Written problem —
Reproduce the full listing below unchanged, apart from the pictures.

━━━ Records to process ━━━

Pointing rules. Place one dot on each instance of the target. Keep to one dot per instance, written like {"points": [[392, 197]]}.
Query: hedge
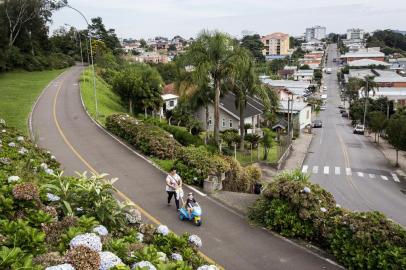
{"points": [[149, 139], [294, 207]]}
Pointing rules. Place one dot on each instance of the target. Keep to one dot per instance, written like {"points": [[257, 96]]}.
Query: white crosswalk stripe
{"points": [[395, 177]]}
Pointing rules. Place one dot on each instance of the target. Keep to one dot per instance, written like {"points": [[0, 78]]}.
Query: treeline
{"points": [[390, 41], [25, 42]]}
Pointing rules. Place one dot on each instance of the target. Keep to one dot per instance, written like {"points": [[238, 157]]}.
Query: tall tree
{"points": [[254, 44], [396, 130], [245, 85], [213, 55]]}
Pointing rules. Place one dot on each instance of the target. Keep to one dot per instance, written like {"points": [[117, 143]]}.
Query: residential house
{"points": [[303, 75], [302, 113], [229, 114], [276, 44]]}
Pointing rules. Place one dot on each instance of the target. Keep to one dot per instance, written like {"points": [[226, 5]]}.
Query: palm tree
{"points": [[368, 84], [213, 57], [244, 83]]}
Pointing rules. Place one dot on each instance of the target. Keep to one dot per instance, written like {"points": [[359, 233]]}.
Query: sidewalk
{"points": [[299, 151], [390, 153]]}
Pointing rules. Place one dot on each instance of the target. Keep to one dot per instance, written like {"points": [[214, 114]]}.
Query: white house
{"points": [[303, 75], [301, 110], [229, 115], [170, 102]]}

━━━

Problem solution —
Pointing rules. Place one dot on each instance of the target. Keep to one dot per instance, written like {"points": [[392, 197]]}.
Query: hedge
{"points": [[149, 139], [294, 207]]}
Pointing rules. Place one dot on each instance of the target. Keep to one dot per instance, written like {"points": [[257, 96]]}.
Query: white crosswalk stripe
{"points": [[395, 177]]}
Pointing rules. Place one dot on each instance of the target. Keep to one dot per instance, written like {"points": [[0, 78]]}.
Query: treeline
{"points": [[390, 41], [25, 42]]}
Pointing rules. Place one dot on each instance of the target. Keep to one dot per instance, written like {"points": [[238, 157]]}.
Query: tall tree
{"points": [[254, 44], [396, 130], [245, 85], [213, 55]]}
Pointing rules. Place one dot on each instance of the target. Keep to one dot per instance, written like {"points": [[117, 143]]}.
Query: residential house
{"points": [[303, 75], [302, 113], [229, 114], [276, 44]]}
Pointing rules. Place one dot on each instance of the target. Keep to one dot per instance, written like {"points": [[226, 5]]}.
Query: palm tree
{"points": [[368, 84], [213, 57], [244, 83]]}
Pointing rules. Place one dot on each instance of the target. Keep to one dot per instance, written like {"points": [[359, 233]]}.
Query: sidewalk
{"points": [[299, 151], [390, 153]]}
Pointing rules. Place one dot on each instance of the target. Keep to one dot per instance, written like {"points": [[214, 114]]}.
Query: white house
{"points": [[303, 75], [301, 110], [229, 115], [170, 102]]}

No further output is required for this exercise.